Work instruction :: Retype the lines below exactly, from the one that contains "Target: open book" through the last, and leave every picture out.

Data supplied ::

········

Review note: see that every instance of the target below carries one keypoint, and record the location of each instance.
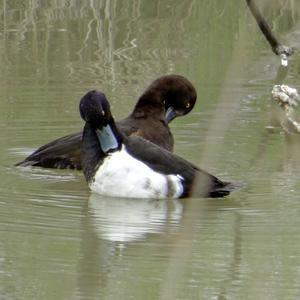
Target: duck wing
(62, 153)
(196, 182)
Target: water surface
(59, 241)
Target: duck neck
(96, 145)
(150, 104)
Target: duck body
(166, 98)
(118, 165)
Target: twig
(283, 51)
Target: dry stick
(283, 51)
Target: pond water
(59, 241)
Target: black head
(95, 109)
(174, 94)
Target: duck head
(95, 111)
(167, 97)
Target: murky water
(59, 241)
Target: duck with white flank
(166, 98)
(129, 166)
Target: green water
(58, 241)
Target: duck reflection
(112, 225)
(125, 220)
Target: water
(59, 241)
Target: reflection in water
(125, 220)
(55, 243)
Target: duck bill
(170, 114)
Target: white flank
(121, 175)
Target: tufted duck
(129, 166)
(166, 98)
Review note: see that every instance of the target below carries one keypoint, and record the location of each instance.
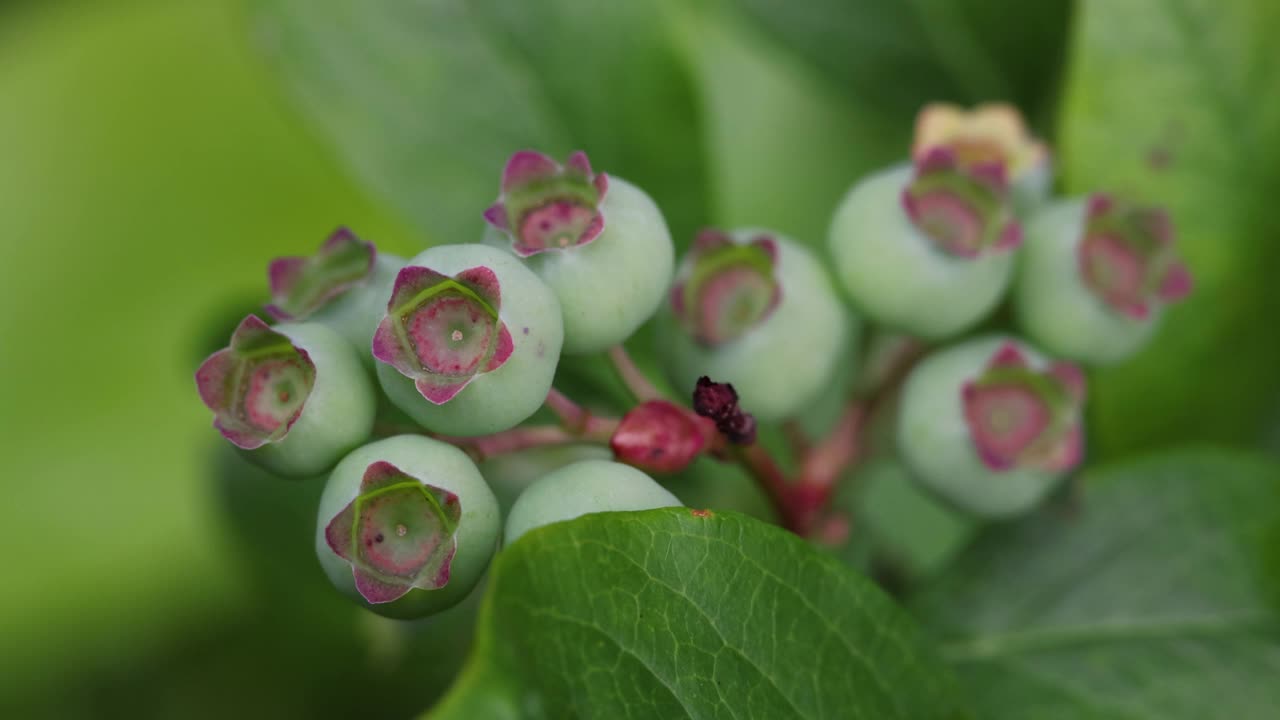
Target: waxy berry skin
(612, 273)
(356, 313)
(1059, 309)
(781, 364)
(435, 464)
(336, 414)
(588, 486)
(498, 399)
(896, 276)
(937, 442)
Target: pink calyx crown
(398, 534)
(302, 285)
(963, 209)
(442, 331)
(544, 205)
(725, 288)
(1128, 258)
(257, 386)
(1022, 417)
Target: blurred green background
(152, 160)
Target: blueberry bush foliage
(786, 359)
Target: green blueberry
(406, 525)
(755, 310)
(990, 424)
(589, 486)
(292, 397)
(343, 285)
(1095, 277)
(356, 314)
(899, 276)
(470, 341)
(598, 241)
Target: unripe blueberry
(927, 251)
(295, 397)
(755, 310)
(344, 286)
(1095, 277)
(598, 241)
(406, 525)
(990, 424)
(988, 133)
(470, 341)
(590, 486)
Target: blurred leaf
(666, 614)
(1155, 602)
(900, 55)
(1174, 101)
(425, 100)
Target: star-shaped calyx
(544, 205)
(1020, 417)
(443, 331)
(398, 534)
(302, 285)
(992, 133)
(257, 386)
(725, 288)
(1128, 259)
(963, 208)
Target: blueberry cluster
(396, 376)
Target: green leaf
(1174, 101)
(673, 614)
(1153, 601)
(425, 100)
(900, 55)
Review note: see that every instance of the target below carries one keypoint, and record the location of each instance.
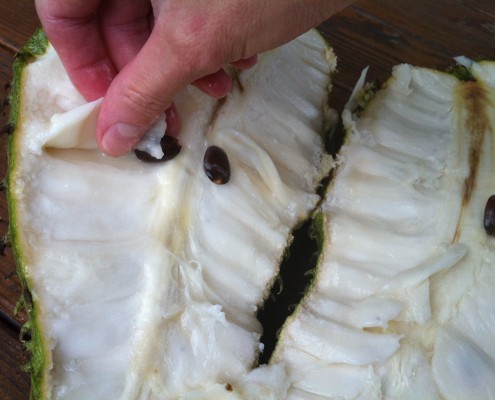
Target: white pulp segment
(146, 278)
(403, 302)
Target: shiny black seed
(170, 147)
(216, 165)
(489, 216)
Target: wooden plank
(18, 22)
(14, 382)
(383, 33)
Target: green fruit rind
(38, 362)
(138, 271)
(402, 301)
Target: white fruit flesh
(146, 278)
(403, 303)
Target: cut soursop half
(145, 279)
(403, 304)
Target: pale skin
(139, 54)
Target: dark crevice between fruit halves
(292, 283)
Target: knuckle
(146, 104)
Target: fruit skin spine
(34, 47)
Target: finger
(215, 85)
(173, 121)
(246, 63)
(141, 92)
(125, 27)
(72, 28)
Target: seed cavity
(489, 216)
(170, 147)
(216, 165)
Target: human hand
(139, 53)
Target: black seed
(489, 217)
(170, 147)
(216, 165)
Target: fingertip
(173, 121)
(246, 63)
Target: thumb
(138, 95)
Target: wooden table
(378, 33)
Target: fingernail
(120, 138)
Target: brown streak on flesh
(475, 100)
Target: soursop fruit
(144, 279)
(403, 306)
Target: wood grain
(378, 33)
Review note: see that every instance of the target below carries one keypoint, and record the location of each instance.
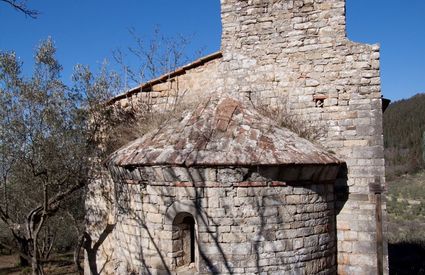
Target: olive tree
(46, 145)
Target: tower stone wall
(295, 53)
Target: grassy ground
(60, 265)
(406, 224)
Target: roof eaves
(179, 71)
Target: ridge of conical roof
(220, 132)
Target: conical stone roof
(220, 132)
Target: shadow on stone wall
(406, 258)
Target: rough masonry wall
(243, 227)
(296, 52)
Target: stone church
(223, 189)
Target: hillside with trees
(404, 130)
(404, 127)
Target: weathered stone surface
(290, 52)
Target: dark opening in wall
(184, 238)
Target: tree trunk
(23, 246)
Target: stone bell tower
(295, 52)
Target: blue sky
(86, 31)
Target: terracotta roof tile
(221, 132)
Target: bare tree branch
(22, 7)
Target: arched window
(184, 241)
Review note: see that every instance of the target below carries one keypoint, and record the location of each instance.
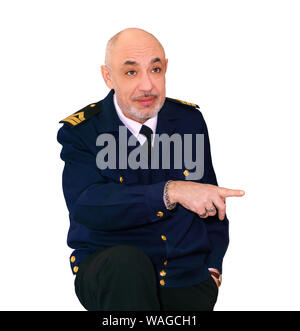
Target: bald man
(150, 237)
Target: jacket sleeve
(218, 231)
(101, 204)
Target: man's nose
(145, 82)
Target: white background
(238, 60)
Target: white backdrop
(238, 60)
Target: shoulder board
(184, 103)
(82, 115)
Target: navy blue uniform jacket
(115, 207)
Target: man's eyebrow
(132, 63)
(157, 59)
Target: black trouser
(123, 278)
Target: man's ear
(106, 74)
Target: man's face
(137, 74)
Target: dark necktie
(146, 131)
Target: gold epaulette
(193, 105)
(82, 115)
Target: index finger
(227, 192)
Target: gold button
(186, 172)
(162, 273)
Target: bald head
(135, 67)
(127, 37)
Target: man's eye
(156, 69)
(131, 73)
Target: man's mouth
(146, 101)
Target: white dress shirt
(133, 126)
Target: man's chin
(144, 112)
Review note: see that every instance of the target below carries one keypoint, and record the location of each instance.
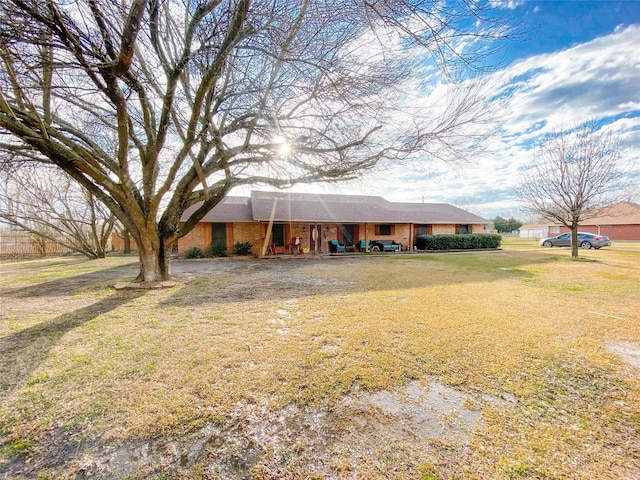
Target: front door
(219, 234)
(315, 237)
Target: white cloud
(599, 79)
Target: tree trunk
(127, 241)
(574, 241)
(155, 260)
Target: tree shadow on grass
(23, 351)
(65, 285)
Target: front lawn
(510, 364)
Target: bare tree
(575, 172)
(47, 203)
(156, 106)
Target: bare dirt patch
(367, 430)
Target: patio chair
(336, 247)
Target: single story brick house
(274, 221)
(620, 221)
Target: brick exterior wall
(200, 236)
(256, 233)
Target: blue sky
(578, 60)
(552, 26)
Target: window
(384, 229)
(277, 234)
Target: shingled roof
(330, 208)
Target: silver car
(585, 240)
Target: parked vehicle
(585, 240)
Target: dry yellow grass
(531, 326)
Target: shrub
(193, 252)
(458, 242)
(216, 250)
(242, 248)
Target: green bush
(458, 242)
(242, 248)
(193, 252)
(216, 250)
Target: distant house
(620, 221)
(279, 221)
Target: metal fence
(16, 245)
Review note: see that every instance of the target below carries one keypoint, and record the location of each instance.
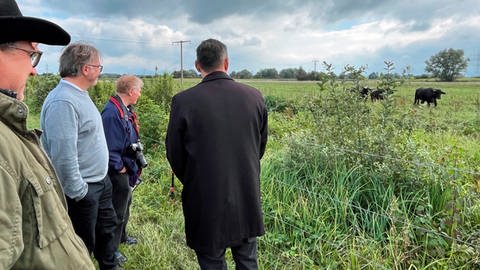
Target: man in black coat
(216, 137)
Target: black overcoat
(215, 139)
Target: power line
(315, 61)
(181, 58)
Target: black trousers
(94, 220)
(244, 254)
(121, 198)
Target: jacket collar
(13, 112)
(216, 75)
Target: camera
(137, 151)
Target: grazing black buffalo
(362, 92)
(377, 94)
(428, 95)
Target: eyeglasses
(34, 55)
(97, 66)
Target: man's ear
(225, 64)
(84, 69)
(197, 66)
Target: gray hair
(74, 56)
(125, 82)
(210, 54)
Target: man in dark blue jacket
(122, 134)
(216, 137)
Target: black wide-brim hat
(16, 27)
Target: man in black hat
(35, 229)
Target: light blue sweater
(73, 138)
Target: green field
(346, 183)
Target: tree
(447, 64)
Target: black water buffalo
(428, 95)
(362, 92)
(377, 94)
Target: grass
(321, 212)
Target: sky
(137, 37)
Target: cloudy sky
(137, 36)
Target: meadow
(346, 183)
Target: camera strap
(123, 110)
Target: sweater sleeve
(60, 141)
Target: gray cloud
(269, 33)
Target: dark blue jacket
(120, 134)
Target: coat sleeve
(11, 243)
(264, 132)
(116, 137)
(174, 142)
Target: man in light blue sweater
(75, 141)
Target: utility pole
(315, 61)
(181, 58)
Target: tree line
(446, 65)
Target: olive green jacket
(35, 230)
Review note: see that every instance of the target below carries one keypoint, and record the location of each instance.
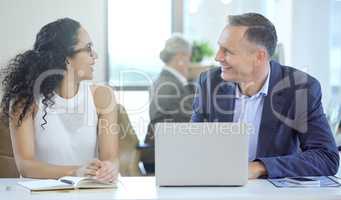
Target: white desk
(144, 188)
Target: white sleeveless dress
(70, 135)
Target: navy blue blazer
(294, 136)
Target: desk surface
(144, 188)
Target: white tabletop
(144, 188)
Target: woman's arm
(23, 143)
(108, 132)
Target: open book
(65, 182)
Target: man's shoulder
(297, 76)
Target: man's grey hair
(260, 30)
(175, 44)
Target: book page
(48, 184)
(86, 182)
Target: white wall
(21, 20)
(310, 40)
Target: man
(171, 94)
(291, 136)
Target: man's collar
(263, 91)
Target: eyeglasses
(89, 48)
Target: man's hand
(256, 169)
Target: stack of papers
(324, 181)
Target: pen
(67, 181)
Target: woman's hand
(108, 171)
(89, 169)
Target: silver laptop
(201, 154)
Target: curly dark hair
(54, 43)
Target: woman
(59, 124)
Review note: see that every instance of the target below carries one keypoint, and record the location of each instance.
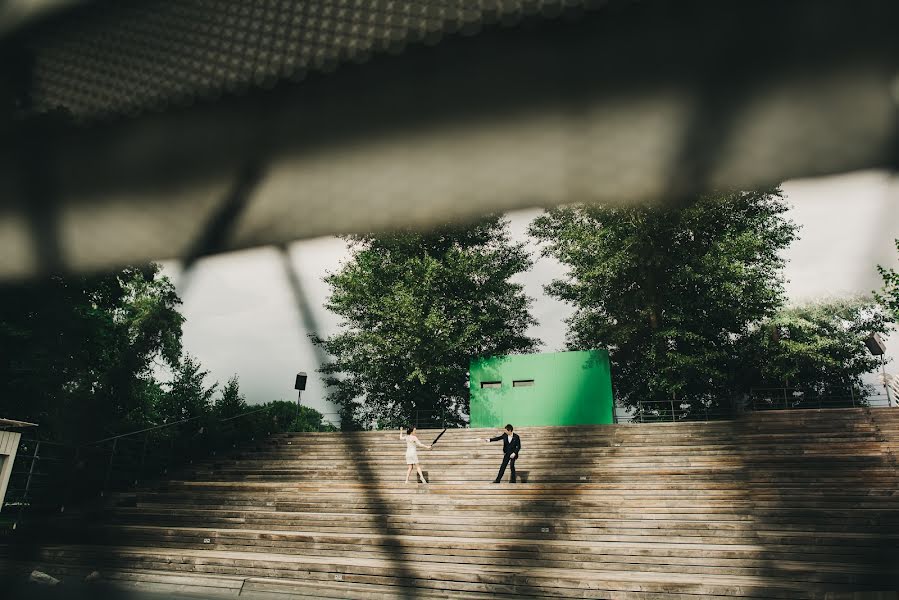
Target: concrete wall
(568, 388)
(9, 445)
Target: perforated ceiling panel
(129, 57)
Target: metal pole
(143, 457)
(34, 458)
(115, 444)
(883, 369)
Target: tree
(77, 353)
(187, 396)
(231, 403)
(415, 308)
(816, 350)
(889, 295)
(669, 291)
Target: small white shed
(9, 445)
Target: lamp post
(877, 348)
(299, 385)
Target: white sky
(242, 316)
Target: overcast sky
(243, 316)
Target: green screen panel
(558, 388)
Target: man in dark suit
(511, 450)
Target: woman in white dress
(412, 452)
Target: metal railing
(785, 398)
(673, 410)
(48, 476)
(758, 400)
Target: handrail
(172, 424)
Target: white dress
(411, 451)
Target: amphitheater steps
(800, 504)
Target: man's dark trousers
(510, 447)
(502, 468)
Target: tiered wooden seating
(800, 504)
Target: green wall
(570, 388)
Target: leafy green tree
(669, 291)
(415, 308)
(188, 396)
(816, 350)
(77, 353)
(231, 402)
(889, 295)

········

Answer section ::
Target: open book
(65, 182)
Target: man's shoulder
(297, 76)
Target: man's grey hair
(260, 30)
(175, 44)
Target: book page
(48, 184)
(86, 182)
Target: white wall
(21, 20)
(310, 40)
Target: man
(171, 94)
(291, 136)
Target: man's collar
(263, 91)
Target: eyeglasses
(89, 48)
Target: man's hand
(256, 169)
Target: stack of papers
(324, 181)
Target: pen
(67, 181)
Target: woman's hand
(108, 171)
(89, 169)
Target: silver laptop
(201, 154)
Target: curly dark hair
(54, 43)
Target: woman
(59, 124)
Review note: see that every instance of the target below carries one keypoint, and record the location of each instance.
Target: concrete wall
(568, 388)
(9, 445)
Target: perforated ceiling panel
(129, 57)
Target: metal pole
(143, 457)
(34, 458)
(115, 444)
(883, 369)
Target: tree
(77, 353)
(187, 396)
(231, 403)
(415, 308)
(816, 350)
(889, 295)
(669, 291)
Target: small white shed
(9, 445)
Target: lamp post
(877, 348)
(299, 385)
Target: white sky
(242, 316)
Target: overcast sky
(243, 316)
Target: green screen panel
(558, 388)
Target: man in dark suit
(511, 450)
Target: woman in white dress
(412, 452)
Target: metal railing
(785, 398)
(673, 410)
(48, 476)
(758, 400)
Target: handrail
(172, 424)
Target: white dress
(411, 451)
Target: amphitheater steps
(800, 504)
Target: man's dark trousers
(510, 447)
(502, 468)
Target: tiered wooden seating
(800, 504)
Target: green wall
(570, 388)
Target: leafy green tree
(669, 291)
(415, 308)
(188, 396)
(816, 350)
(77, 353)
(231, 402)
(889, 295)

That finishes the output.